EXERCISE OBJECTIVE -
In the records below, find the line containing "Scouting pass: put a marker on the chair, one"; give it again exactly, along with every line that follows, and nothing else.

TASK DATA -
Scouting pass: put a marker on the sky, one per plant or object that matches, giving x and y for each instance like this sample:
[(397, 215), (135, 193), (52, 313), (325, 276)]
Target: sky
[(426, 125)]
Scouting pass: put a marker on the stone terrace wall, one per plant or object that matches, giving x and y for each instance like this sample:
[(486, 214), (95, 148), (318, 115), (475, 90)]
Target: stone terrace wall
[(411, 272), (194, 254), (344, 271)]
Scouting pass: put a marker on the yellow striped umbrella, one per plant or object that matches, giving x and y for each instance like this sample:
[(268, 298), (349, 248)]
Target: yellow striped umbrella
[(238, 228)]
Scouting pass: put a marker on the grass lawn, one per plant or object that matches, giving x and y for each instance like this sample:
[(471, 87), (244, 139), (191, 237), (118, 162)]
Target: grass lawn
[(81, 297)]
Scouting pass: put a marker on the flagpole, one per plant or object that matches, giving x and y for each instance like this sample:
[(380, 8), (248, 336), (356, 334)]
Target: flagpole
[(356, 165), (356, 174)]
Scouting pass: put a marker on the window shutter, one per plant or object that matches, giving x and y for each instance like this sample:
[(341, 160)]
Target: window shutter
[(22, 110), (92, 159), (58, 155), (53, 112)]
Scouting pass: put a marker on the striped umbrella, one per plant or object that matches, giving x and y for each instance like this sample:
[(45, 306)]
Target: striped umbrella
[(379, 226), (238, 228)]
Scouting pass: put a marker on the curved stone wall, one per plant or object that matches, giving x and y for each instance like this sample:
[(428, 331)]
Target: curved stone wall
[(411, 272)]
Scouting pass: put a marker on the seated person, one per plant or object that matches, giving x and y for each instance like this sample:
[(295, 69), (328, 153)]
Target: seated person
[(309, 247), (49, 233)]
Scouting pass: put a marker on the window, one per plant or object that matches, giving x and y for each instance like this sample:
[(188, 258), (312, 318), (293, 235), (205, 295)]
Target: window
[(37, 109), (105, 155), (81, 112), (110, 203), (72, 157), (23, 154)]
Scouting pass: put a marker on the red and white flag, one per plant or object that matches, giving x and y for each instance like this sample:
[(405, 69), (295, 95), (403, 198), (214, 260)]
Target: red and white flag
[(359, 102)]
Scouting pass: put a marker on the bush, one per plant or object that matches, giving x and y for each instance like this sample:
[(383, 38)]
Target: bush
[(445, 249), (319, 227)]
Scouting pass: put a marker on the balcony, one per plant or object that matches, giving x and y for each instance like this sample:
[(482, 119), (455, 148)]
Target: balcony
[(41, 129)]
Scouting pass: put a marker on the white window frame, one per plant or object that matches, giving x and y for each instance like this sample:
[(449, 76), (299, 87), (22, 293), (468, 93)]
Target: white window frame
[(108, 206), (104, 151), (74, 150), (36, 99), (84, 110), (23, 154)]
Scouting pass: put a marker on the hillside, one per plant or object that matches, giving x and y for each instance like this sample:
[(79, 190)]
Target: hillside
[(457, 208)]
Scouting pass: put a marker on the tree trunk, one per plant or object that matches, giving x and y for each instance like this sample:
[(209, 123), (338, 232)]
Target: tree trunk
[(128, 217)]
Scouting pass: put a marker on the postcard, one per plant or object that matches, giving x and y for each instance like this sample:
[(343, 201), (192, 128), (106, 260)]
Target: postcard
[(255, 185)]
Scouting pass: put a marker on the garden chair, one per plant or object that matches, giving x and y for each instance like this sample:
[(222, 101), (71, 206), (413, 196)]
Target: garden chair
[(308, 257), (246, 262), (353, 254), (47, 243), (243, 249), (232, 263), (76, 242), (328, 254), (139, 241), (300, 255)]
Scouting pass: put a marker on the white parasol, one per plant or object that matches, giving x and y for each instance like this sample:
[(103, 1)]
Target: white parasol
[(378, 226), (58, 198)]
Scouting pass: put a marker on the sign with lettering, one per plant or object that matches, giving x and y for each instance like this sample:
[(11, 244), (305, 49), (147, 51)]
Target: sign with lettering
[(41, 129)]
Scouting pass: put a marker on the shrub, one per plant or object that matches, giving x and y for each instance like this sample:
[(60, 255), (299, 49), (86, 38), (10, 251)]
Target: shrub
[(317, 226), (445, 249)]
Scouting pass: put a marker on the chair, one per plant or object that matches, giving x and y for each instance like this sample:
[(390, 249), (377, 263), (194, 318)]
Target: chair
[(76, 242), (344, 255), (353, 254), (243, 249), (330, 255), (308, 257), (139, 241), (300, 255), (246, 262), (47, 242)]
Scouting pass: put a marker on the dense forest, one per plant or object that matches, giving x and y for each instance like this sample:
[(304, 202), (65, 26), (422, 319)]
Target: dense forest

OUTPUT -
Scouting pass: put a marker on the chair, one per plant or object that matches, giving x and y for each instance like this sample:
[(390, 249), (377, 263), (194, 318)]
Target: chair
[(76, 242), (344, 255), (353, 254), (243, 249), (330, 255), (308, 257), (139, 241), (300, 255), (246, 262), (47, 242)]
Scouting pass: put a marker on the dense forest, one per plant or object that matches, giving x and y for each instance like this sample:
[(304, 202), (65, 26), (422, 319)]
Target: dense forest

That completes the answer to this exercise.